Instructions to follow: The pictures must be left out, while the rest of the data is copied exactly.

_ _ _ _

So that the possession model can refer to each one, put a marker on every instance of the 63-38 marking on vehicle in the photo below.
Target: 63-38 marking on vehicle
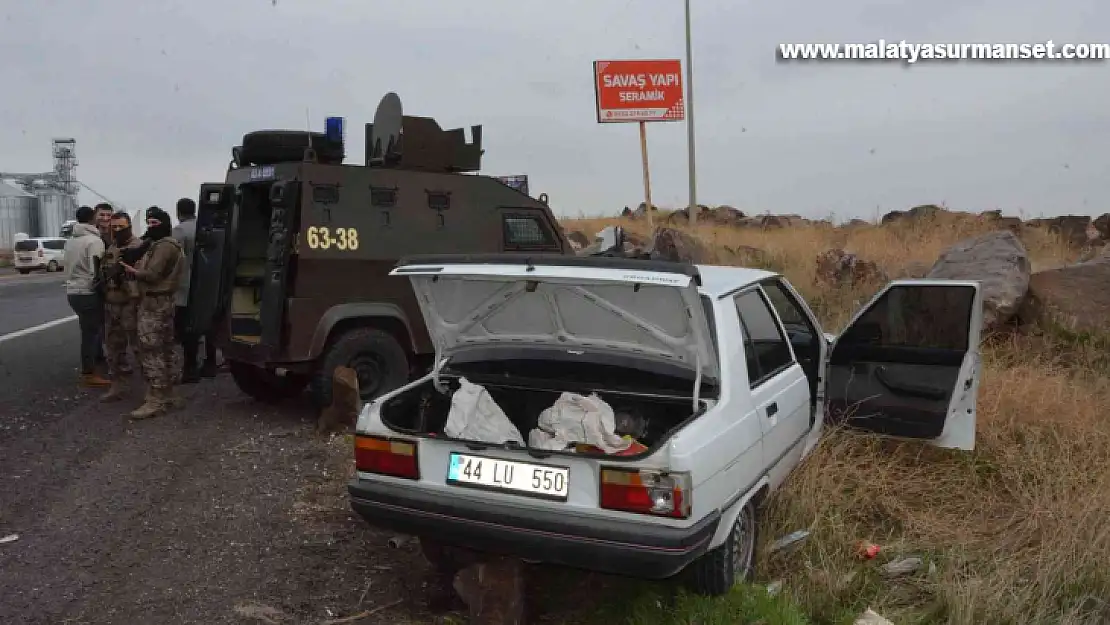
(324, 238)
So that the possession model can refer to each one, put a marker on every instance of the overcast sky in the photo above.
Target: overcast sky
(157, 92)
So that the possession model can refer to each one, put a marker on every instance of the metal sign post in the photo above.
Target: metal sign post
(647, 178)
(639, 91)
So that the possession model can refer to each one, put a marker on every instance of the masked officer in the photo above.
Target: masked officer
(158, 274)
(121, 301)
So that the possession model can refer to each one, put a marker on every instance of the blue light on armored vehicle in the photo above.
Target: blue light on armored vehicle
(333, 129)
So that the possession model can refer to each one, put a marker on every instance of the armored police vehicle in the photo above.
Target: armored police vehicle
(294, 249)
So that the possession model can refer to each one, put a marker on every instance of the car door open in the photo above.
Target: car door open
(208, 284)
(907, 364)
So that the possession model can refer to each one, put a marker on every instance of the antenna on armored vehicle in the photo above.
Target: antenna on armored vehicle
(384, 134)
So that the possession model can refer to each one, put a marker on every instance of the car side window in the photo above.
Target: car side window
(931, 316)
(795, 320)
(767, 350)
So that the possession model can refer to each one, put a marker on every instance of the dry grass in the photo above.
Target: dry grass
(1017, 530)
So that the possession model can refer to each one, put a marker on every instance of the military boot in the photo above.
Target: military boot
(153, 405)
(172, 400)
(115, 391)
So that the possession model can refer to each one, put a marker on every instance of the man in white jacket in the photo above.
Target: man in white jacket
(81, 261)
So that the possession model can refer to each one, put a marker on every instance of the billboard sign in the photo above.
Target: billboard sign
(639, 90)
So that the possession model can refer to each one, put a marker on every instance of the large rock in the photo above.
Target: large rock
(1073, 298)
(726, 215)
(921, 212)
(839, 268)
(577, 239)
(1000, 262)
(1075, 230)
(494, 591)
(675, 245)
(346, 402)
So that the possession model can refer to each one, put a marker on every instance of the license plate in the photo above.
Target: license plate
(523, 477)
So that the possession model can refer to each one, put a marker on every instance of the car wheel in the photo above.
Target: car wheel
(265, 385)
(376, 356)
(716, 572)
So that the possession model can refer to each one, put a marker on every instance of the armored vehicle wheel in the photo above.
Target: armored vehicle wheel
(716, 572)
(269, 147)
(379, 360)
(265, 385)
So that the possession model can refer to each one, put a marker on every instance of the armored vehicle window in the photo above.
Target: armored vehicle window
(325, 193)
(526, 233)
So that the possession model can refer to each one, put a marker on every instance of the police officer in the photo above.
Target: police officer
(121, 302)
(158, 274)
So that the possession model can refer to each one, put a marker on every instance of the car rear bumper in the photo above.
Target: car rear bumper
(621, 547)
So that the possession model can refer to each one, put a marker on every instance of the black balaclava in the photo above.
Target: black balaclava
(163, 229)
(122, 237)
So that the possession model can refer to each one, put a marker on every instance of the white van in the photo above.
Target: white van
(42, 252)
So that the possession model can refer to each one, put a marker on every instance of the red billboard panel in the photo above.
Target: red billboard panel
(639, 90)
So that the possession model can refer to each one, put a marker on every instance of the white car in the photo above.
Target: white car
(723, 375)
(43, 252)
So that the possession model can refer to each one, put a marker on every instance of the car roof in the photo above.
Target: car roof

_ _ _ _

Completed task:
So that the possession model can refer to each one, put a marker on every instance of the 63-38 marking on vehicle in the photo below.
Target: 63-38 marking on vehicle
(324, 238)
So that the possession model can refer to each one, put a marker on every instance of the overcast sky in the photo above.
Target: overcast sky
(157, 92)
So that the possession model can refer to each one, put a marker on every instance of the metal sign post in the photo above.
Target: metal sign post
(647, 178)
(639, 91)
So that the possession model can refer to each one, put a marker on every instance of the masked officer in the photo above.
Target: masked officer
(158, 274)
(121, 301)
So that the possession model can refer to each one, put a marker on every instance of the blue light on armored vehicle in the photo above.
Target: blue light on armored vehicle
(333, 129)
So that the possession model can refer to each one, put a marker on every instance of the armored police vehicle in the photo above.
Target: armored police vehicle
(294, 249)
So that the possession model can refer to each one, put a marker on every instance of the car door open in the photo above.
Target: car door open
(208, 284)
(907, 364)
So that the possession model can refer to each one, put a marker on every instance of the antenna on armored vehicle in the photo above.
Target: antenna on armored vehicle
(384, 134)
So that the possession model can refer to each one, put a marker on every instance of the car side window in the photo above.
Target: car side window
(931, 316)
(795, 320)
(767, 350)
So that the possession model can refer to each one, put a marker on every instance of the dry grass in the photo above.
Target: dry grass
(1017, 530)
So that the possession model can refer to each one, put a marker on every instance of the military boot in the photo above.
Target: military boot
(153, 405)
(172, 400)
(115, 391)
So that the possession model can refer to each one, put a marker on every instance of the man in white jacket in the photo above.
Target: man in white jacket
(81, 261)
So that the possession model can refer to each one, put a marker on every instance of the billboard sign in the photo above.
Target: billboard sign
(639, 90)
So that the possession model can refer to each one, put a marker on every instance of the large rock in the photo above.
Target: large rock
(1073, 298)
(726, 215)
(921, 212)
(839, 268)
(577, 239)
(1000, 262)
(1075, 230)
(494, 591)
(675, 245)
(346, 402)
So that the possession model can refer to each one, put a marker on every instance of the license plate in the photo above.
Target: license plate
(523, 477)
So that the possession model can refer to each one, put a marker on every instance of the car wheel in the photo above.
Target: car wheel
(265, 385)
(376, 356)
(716, 572)
So that the possession model can refer to each one, put a marker on every instance of the armored vehicle wheel in the photo above.
Target: armored vehicle wheel
(716, 572)
(269, 147)
(379, 360)
(265, 385)
So that the possession model can refer to each one, put a marker on every instance of the armored vehicle window in the photo above.
Target: armored vehicle window
(325, 193)
(526, 233)
So that the possession model can refer to each one, put a marker on every instance of the police officer in the photo above.
Target: police officer
(121, 302)
(158, 274)
So that the possession model can refer to each one, put a marker on every instance of the car rear bumper in the photo above.
Target: car rear bumper
(621, 547)
So that the possession model can refer to each one, put a marker on every instance of the black balaclava in the photo above.
Target: black balaclava
(163, 229)
(122, 237)
So that the possession model can refer to each one, put a marker on every instance of the white van in the photo above.
Target: white van
(42, 252)
So that the possession model can refer to each one, put a marker on every instance of the red billboard panel in the photo above.
Target: red billboard panel
(639, 90)
So that the possession model can refer to each one, put a marker on every instance of the white car in the photo above.
Target: white car
(723, 375)
(43, 252)
So that the possession model can refer to each one, put a marker on every instance of the car roof in the photo above.
Target: car roof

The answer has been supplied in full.